__Records shown__

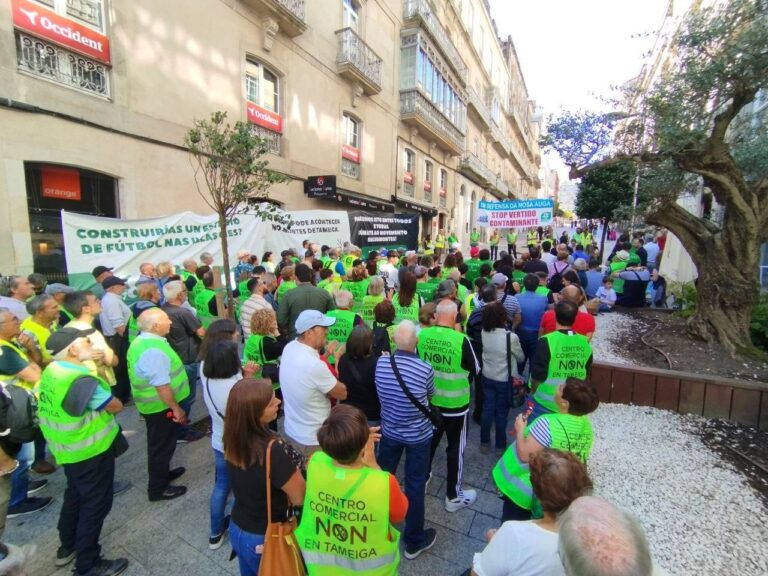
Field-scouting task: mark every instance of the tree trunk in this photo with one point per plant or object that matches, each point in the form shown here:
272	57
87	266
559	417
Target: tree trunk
228	311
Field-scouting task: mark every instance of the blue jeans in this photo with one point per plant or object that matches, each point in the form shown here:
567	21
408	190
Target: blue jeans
20	476
495	407
221	490
416	472
244	545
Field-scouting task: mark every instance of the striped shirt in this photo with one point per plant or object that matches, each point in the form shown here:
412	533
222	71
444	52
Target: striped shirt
400	419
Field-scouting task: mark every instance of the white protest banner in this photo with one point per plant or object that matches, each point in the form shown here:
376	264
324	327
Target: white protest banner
90	241
515	213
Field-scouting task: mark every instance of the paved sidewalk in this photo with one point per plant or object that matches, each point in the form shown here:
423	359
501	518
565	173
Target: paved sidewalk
171	538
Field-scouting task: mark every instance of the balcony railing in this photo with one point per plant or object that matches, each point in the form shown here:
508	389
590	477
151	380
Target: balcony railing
290	14
476	170
357	62
417	110
421	11
474	100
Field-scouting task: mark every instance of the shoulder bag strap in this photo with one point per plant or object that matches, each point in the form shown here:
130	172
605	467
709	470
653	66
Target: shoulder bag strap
423	409
208	389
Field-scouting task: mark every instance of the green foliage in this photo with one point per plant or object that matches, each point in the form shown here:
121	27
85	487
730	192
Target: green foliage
603	190
759	324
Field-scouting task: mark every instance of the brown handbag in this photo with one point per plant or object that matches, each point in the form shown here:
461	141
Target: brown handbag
281	555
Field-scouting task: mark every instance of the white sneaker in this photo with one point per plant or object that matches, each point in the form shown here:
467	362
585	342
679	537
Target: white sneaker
464	499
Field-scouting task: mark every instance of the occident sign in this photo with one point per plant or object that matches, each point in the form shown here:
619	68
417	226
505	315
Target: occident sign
46	24
264	118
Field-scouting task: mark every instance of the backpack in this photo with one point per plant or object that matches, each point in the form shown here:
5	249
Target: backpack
555	283
18	413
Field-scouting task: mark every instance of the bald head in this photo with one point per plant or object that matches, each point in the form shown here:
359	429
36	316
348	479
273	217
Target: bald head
598	539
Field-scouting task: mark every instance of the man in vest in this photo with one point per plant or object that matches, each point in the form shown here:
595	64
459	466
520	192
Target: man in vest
559	355
512	242
159	384
450	354
16	367
76	413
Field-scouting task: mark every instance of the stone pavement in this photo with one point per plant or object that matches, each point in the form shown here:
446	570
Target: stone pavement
171	538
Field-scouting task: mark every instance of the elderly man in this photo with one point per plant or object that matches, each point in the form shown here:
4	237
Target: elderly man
510	303
307	381
159	385
596	537
15	366
77	418
14	293
304	297
114	318
185	337
450	354
405	426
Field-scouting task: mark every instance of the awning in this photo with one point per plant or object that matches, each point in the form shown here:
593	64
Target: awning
426	210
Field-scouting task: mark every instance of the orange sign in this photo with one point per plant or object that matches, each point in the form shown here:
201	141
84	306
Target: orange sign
44	23
61	183
350	153
264	118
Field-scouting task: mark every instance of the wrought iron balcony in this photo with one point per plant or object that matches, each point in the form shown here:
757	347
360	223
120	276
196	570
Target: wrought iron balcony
289	14
420	13
476	170
416	110
474	101
357	62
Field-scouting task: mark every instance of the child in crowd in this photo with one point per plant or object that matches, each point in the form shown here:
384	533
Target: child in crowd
607	295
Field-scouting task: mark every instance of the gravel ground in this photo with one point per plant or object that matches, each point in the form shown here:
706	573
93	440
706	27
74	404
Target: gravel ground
700	514
609	328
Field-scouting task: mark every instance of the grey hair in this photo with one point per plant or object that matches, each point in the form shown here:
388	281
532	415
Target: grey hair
597	538
343	298
172	289
8	284
37	303
446	307
376	286
405	336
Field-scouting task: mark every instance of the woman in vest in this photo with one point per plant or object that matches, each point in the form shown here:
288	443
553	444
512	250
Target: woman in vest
407	301
350	504
530	547
251	407
569	429
220	371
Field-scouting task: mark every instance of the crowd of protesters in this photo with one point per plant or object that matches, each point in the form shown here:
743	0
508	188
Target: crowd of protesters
362	359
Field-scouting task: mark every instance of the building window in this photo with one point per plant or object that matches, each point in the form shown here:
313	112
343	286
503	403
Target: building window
350	149
351	15
262	88
409	160
49	61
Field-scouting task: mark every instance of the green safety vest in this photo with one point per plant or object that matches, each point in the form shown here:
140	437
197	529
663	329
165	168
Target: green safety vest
285	286
359	289
341	329
144	393
618	283
254	352
368	308
41	335
568	356
426	290
345	527
202	300
72	438
512	476
8	379
406	312
442	348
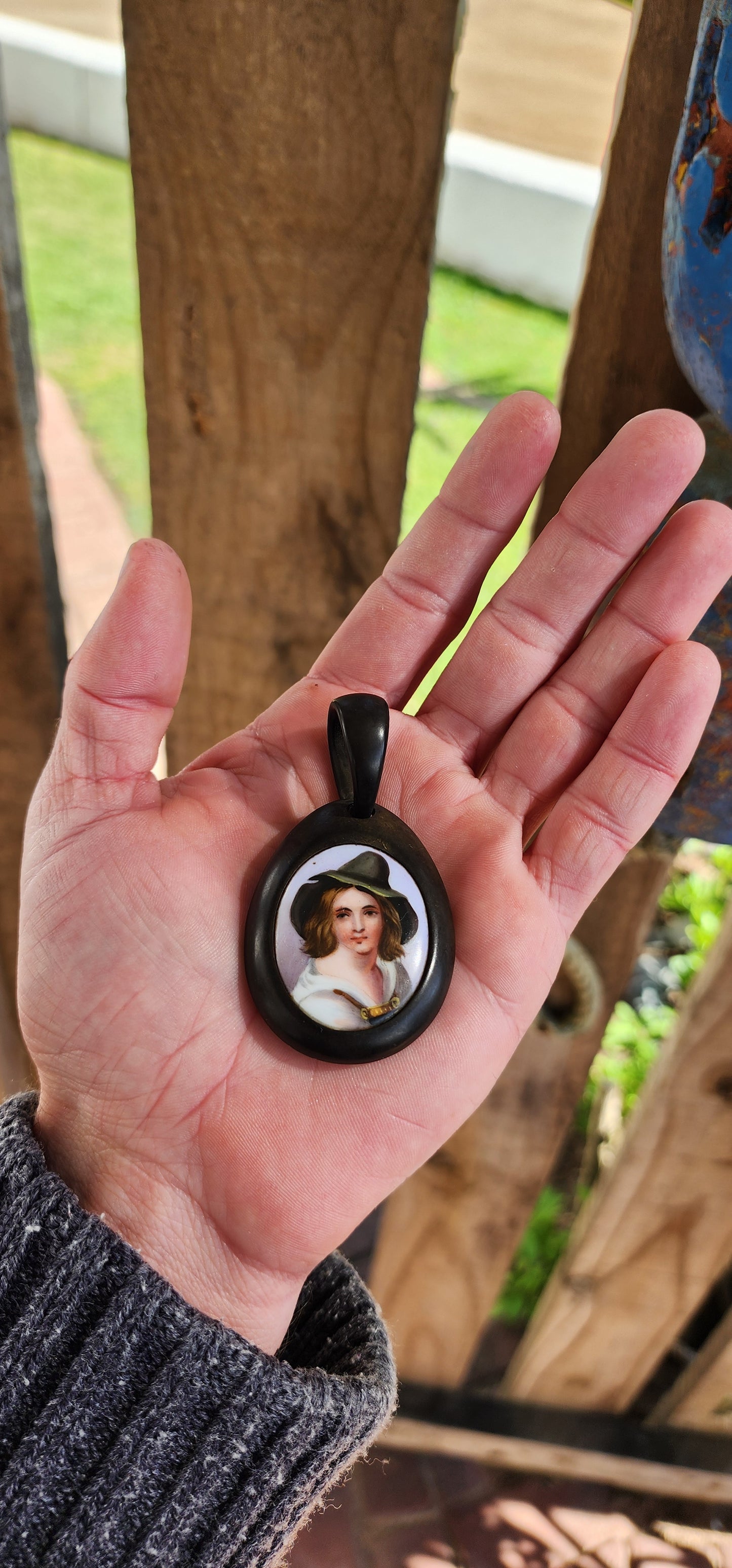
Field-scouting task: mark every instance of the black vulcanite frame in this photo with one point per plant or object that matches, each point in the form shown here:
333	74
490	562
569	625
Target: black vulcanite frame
358	730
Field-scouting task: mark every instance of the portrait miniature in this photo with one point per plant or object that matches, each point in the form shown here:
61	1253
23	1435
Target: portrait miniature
352	938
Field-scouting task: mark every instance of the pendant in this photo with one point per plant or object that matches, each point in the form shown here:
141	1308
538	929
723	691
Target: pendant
349	943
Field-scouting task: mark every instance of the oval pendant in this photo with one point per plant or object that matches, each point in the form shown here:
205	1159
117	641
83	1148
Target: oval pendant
350	943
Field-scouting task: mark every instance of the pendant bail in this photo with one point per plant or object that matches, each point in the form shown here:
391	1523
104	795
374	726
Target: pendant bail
358	733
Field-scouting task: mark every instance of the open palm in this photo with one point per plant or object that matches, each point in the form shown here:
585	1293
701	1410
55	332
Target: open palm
233	1163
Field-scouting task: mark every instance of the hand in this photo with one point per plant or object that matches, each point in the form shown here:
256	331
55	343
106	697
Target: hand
229	1161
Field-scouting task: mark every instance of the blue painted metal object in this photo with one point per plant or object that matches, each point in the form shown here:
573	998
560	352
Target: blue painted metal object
698	220
698	298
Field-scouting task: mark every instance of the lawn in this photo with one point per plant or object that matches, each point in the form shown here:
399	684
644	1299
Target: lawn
78	236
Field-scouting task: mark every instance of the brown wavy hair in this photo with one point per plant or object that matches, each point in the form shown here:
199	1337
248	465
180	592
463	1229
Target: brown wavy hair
319	937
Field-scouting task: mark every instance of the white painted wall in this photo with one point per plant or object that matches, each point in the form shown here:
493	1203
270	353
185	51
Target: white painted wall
515	218
65	85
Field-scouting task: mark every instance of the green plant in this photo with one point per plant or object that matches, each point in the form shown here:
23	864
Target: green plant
538	1252
629	1050
703	894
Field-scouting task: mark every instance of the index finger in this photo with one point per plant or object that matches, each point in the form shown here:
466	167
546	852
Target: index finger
535	621
429	588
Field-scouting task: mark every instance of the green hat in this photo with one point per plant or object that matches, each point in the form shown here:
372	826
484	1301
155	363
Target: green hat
369	872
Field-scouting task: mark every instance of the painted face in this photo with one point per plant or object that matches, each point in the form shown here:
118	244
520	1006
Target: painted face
358	921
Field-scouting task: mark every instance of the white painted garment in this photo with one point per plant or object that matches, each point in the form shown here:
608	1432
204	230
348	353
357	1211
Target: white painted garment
316	995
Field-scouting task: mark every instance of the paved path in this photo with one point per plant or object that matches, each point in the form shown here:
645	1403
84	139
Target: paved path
90	531
542	74
417	1512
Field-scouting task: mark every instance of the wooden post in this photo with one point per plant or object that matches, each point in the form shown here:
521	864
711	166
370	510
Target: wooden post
286	168
703	1395
449	1235
659	1230
620	360
32	637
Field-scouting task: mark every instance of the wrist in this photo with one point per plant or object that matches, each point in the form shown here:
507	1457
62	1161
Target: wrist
171	1233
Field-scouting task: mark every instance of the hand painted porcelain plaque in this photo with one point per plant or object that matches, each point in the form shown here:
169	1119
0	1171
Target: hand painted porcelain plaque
349	945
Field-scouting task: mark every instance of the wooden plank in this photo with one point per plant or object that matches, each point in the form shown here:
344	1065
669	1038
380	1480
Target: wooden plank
659	1230
449	1235
286	184
32	648
548	1459
621	360
701	1398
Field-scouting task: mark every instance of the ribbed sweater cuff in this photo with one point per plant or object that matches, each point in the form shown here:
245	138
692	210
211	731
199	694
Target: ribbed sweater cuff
135	1431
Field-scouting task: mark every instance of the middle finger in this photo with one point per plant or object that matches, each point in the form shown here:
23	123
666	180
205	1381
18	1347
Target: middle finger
535	621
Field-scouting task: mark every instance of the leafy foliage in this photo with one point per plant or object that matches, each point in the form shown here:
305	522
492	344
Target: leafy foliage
703	896
700	888
538	1252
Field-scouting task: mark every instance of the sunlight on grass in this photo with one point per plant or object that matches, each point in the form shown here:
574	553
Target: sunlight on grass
81	278
78	233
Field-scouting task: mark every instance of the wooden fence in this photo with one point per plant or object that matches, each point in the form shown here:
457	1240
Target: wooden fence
286	184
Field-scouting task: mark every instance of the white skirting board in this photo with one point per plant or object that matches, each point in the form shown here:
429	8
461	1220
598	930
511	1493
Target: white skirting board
515	218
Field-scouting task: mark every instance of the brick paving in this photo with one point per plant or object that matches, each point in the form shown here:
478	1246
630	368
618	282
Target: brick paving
90	531
408	1511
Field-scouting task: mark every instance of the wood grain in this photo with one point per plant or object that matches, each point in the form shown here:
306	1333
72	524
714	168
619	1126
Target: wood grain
449	1235
32	648
659	1230
551	1459
286	178
703	1395
620	360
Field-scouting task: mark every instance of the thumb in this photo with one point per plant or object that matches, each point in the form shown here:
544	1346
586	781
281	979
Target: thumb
124	681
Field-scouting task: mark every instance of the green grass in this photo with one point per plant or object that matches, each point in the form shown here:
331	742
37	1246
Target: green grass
81	277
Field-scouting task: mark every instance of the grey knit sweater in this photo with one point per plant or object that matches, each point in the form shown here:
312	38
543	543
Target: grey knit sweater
137	1431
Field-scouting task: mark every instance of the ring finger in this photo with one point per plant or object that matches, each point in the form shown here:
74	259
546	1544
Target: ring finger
565	723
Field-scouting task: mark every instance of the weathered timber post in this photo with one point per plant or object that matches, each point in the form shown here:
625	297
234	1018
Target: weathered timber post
32	631
620	360
286	167
450	1231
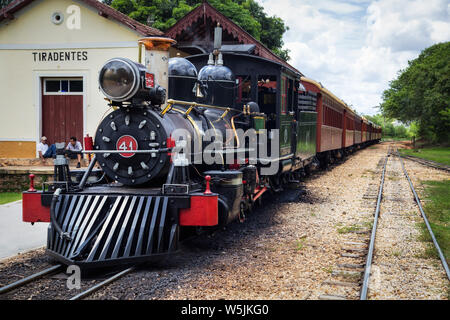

__Requirement__
Copy out every line of the material that contains the word "sidewalk". Only matches with the same capitalization count.

__Written answer__
Field-scouting task: mark every instance of the paved sidewalk in this photo with one point per plant or object that matches, each point in the form shown here:
Target: paved sidewalk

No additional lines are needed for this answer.